▸ **GOAL**: Copy the lines below, starting at the first line and ending at the line containing "422 L 67 383", both included. Keep the request lines unchanged, but multiply every coordinate and size number in the answers by 0.6 and round each result to a whole number, with halves rounded up.

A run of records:
──────

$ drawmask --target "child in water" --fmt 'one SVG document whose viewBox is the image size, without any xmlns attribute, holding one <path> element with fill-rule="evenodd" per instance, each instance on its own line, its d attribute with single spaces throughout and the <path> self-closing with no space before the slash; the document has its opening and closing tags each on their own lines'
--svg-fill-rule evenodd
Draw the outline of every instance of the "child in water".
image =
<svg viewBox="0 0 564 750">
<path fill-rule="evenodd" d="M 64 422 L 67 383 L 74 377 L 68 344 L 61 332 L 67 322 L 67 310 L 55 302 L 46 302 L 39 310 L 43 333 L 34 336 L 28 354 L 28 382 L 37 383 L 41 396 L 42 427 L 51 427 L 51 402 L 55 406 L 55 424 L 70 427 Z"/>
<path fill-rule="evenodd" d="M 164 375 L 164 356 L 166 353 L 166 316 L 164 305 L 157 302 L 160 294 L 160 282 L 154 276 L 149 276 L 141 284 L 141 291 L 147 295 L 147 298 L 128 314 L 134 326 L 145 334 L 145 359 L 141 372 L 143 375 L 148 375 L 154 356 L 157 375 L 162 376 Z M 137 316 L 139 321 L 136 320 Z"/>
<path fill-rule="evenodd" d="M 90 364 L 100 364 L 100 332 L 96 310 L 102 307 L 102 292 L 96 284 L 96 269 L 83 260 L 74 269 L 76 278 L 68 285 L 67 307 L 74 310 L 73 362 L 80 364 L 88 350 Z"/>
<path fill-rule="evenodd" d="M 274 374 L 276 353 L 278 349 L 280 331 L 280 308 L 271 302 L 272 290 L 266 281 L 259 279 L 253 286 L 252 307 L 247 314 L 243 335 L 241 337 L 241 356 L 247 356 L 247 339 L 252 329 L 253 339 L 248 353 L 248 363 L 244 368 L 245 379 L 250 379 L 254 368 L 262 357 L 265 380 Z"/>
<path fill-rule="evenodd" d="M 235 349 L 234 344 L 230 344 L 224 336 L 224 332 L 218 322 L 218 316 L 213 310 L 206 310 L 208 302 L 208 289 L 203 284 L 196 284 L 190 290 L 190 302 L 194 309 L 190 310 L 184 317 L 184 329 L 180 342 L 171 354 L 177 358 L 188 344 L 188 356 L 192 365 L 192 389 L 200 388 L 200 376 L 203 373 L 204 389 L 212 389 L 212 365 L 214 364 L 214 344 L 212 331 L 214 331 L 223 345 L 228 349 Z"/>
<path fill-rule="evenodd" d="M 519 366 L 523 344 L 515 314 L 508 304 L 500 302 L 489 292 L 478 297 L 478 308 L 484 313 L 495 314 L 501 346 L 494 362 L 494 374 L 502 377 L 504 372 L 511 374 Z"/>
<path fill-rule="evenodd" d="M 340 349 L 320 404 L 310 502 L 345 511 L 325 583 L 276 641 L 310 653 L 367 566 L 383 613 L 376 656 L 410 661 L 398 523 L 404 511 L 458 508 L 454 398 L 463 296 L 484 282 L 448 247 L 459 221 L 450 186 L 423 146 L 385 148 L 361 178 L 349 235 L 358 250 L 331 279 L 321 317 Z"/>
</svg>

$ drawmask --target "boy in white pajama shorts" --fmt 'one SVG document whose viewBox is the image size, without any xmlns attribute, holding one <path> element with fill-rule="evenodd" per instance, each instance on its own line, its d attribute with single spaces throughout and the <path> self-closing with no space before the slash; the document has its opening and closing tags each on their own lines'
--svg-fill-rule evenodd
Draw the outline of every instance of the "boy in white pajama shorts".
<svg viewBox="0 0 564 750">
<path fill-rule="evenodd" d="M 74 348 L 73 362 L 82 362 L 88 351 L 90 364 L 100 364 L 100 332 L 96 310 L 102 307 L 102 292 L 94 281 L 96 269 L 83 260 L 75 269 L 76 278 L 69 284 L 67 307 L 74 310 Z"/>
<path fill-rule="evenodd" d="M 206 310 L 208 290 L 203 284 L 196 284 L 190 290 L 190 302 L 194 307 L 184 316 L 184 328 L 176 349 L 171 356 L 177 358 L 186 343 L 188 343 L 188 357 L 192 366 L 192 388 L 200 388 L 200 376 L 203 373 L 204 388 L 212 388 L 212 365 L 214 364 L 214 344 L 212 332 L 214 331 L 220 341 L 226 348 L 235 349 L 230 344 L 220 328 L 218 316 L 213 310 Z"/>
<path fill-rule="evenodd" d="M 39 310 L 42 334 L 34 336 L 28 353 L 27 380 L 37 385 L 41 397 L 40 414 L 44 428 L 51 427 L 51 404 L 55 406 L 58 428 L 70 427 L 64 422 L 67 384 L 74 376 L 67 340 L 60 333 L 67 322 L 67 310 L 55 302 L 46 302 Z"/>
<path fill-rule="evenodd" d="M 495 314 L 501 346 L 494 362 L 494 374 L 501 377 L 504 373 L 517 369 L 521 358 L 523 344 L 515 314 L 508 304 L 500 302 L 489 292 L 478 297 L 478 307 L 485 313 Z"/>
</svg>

──────

▸ **REPLY**:
$ drawmask --target "child in water" --fmt 'one SVG document whose viewBox is the image size, without any xmlns attribute, holding one <path> element with fill-rule="evenodd" per instance, each instance on its own line, its d attribute with single spaces throughout and the <path> self-closing with no space before the slash; the document has its opening and closing tags each on their own lines'
--svg-fill-rule evenodd
Draw the outline of every instance of the "child in water".
image =
<svg viewBox="0 0 338 450">
<path fill-rule="evenodd" d="M 38 253 L 40 230 L 44 226 L 41 206 L 37 199 L 40 193 L 40 186 L 33 181 L 28 181 L 23 186 L 26 200 L 20 202 L 17 212 L 17 229 L 22 230 L 25 238 L 25 256 L 31 256 L 31 241 L 33 244 L 33 254 L 42 256 Z"/>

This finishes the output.